*TEXTE À LIRE*.
◆ ◆ ◆ ◆ ◆

Pour François Chauvet, le palmarès 2023 est très représentatif de ce que l’on pourrait qualifier d’«économie de guerre». (Photo; Fundclass/Christophe Rabinovici)

Pour François Chauvet, le palmarès 2023 est très représentatif de ce que l’on pourrait qualifier d’«économie de guerre». (Photo; Fundclass/Christophe Rabinovici)

Ce 9 mars avait lieu à Paris la 17e édition de l’European Funds Trophy. François Chauvet, PDG de Fundclass – la société de notation qualitative de fonds qui calcule le palmarès de l’European Funds Trophy – tire les enseignements d’un «palmarès de guerre».

L’année 2022, à défaut d’avoir été bonne sur les marchés, l’aura été pour les gestionnaires d’actifs luxembourgeois. Ils sont ainsi trois à figurer cette année au palmarès des meilleurs gestionnaires européens. Il s’agit de Bluebay Funds, Candriam et Schroder.

L’an passé, un seul représentant de la Place avait été consacré à l’échelle du continent: Flossbach Von Storch. Rappelons que pour être rattaché à un pays, un promoteur doit avoir la majorité de sa gamme immatriculée dans ce pays. Et que pour être distingué, sa gamme doit afficher de bonnes performances sur la durée – 4 ans en l’espèce.

Sur les marchés, l’année a été «chaotique», commente François Chauvet. «Essentiellement à cause de la guerre en Ukraine. Après un tout début d’année où on a vu des plus hauts sur quasiment tous les marchés, on a décroché vers la mi-janvier lorsque les investisseurs ont considéré que la situation en Ukraine devenait sérieuse et que la guerre était inévitable. À partir de là, ça a plongé très fort. Malgré un rebond avant l’été, puis un deuxième au dernier trimestre, les marchés n’ont pu effacer qu’une partie de leurs pertes.»

◆ ◆ ◆ ◆ ◆

*DONNÉES ENREGISTRÉES*.
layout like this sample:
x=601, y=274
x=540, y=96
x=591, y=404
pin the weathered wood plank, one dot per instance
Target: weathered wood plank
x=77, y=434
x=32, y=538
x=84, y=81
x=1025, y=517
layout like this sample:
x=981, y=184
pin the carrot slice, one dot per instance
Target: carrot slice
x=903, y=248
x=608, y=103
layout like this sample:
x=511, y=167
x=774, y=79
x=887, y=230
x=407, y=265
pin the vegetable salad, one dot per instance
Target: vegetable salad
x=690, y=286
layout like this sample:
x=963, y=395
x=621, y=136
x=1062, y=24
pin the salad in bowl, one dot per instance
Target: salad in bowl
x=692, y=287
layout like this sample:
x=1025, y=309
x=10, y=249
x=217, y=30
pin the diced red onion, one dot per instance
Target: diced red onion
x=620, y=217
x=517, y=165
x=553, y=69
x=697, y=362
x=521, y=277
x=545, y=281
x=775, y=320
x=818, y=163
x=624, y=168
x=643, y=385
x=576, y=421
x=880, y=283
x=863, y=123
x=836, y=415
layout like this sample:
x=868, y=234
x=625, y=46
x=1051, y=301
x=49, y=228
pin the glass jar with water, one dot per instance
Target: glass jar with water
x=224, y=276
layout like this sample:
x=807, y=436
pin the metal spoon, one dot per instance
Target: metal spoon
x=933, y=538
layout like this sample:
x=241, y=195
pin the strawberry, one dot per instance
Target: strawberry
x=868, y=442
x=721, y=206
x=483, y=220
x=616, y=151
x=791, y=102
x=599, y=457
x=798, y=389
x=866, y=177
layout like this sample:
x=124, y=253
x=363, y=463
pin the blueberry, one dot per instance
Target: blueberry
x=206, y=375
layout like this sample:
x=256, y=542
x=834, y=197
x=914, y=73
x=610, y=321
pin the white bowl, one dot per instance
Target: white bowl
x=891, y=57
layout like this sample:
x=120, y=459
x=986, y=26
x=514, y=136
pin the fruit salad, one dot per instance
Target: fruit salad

◆ ◆ ◆ ◆ ◆

*CONSIGNE 1*.
Dans l'article sur l'European Funds Trophy, quels gestionnaires luxembourgeois figurent cette année au palmarès des meilleurs gestionnaires européens ?
*CONSIGNE 2*.
Prolongez l'article sur l'European Funds Trophy à partir de sa dernière phrase.

*BONNE RÉPONSE 1*.
Bluebay Funds, Candriam et Schroder.

*BONNE RÉPONSE 2*.
Sur les 231 catégories que compte le classement APT sur lequel est bâti le palmarès de l’European Funds Trophy – soit autant de stratégies d’investissements –, on n’en compte que 19 qui ont pu afficher des performances positives. Pour la plupart fort modestes (cf tableau infra).

Ce sont essentiellement les matières premières – or métaux précieux, pétrole et alimentaires – qui ont profité de la situation. «Cela est très représentatif de ce que l’on pourrait qualifier “d’économie de guerre”. Les gérants actifs sur ces thématiques ont profité de la montée des cours consécutive à la guerre», explique François Chauvet. 

Pour toutes les autres stratégies et les autres gérants, la guerre conjuguée à l’inflation – «un effet de second tour» – a fait qu’il n’y avait aucun abri, aucune possibilité de se reporter sur une catégorie classique au profil prudent. C’est une raison probable pour justifier le retrait ce 278 milliards du secteur européen des fonds d’investissement européen en 2022 comme le note l’Efama, soit le plus haut niveau de sortie de capitaux depuis 2008. Pour mémoire, l’industrie des fonds en Europe avait attiré 888 milliards d’euros en 2021.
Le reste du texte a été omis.